◆ **Exercise directions**
Return, word for word, the lines of the listing below from the line with "Inspection task — the officer's" to the line with "35, 293, 214]]", both of those lines included, and nothing else.

◆ **Entries provided**
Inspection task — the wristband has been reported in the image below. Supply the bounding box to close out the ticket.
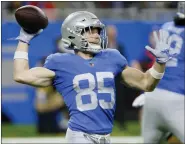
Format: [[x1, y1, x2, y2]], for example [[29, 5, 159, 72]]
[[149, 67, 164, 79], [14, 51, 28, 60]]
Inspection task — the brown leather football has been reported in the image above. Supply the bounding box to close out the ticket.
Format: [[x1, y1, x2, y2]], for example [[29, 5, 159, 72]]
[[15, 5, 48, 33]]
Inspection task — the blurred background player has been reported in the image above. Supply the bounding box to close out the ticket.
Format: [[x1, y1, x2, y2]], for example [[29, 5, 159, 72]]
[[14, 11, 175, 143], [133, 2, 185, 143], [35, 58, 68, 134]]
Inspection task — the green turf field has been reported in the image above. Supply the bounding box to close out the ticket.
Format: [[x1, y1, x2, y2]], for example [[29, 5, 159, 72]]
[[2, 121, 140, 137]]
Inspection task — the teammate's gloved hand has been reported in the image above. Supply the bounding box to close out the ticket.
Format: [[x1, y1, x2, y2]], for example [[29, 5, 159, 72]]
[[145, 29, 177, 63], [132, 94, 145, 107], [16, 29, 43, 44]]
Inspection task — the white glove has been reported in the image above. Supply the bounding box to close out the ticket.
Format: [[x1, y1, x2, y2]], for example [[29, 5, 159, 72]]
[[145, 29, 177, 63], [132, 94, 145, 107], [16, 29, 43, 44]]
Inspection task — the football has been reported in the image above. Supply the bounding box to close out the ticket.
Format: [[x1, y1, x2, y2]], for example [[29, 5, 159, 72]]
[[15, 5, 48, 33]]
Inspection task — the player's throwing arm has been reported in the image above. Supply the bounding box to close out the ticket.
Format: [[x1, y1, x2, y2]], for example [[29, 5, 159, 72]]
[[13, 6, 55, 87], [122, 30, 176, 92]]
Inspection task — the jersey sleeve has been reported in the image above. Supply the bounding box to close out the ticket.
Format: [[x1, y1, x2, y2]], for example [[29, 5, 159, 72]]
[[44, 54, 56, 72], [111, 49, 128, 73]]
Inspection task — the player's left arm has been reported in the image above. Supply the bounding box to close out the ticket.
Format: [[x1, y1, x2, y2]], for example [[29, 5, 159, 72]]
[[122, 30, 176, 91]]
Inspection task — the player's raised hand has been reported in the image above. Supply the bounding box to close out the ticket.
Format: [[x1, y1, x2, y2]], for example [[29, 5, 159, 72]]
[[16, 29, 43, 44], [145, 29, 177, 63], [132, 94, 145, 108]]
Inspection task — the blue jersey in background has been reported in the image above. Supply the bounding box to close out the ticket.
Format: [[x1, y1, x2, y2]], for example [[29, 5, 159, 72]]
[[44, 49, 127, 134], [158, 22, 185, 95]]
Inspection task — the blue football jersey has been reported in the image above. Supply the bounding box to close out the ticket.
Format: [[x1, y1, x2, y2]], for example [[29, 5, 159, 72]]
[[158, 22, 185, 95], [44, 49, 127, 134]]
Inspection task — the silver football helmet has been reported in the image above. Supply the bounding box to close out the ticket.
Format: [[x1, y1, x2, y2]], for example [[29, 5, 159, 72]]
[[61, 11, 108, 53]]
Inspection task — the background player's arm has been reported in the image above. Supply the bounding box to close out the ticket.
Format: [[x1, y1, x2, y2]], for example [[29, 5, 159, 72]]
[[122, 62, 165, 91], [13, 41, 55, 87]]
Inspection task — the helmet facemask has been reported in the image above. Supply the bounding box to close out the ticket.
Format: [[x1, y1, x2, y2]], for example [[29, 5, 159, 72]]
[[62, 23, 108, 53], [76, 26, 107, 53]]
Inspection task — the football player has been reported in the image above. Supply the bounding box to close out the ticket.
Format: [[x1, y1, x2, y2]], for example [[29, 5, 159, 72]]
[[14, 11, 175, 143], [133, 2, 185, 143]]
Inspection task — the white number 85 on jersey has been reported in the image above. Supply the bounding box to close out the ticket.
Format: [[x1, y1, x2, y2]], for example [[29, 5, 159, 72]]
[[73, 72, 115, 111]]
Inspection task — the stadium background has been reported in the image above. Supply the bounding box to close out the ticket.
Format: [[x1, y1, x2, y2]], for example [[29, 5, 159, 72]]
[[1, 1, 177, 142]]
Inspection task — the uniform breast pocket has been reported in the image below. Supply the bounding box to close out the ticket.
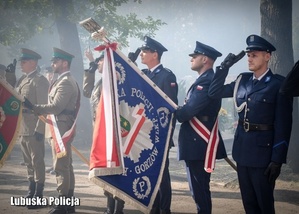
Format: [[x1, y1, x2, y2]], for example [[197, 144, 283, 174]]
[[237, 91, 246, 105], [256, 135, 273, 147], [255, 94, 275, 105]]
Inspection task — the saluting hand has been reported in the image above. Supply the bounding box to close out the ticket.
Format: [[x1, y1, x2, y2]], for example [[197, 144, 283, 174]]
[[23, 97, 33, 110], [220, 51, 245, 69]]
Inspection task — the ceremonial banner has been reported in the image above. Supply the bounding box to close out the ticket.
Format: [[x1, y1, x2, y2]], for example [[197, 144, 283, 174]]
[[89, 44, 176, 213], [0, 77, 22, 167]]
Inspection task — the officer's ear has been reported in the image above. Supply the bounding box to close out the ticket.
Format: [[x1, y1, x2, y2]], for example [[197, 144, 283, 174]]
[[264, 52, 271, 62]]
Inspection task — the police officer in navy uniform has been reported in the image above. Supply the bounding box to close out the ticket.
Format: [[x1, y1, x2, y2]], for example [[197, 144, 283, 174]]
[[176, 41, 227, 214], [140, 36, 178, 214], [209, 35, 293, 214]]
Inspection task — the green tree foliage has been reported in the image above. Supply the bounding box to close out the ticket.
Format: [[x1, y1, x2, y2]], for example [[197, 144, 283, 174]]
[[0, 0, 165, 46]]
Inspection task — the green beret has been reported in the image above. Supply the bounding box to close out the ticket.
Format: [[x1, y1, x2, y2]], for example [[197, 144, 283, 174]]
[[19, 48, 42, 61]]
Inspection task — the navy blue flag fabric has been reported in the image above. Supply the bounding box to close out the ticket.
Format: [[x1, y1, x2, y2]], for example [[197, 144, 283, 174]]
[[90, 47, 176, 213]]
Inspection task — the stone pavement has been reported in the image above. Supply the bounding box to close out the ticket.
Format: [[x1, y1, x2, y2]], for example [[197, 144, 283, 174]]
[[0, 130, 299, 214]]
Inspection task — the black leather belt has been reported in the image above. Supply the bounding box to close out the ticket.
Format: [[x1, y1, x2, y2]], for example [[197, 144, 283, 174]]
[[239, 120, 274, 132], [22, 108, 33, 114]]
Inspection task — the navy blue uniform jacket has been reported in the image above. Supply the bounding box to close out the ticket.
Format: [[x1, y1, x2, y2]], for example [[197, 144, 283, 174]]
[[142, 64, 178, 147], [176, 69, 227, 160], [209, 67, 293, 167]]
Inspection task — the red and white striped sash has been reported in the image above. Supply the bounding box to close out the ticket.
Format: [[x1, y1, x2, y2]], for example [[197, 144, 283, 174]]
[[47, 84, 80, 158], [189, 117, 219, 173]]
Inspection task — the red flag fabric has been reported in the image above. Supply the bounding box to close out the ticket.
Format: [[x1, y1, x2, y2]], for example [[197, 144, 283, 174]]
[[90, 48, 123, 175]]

◆ **Full answer**
Inspection task — the officer's ear has been reported in the image above. Supply the bounding box to close out the ticket.
Format: [[x1, y1, x2, y2]], for example [[197, 144, 283, 174]]
[[264, 52, 271, 62]]
Inspection task — the police officer in navy uniform has been reported in the image above. Supply the bounding box to close out the ticket.
Format: [[x1, y1, x2, y2]], for example [[197, 144, 283, 174]]
[[176, 41, 227, 214], [140, 36, 178, 214], [209, 35, 293, 214]]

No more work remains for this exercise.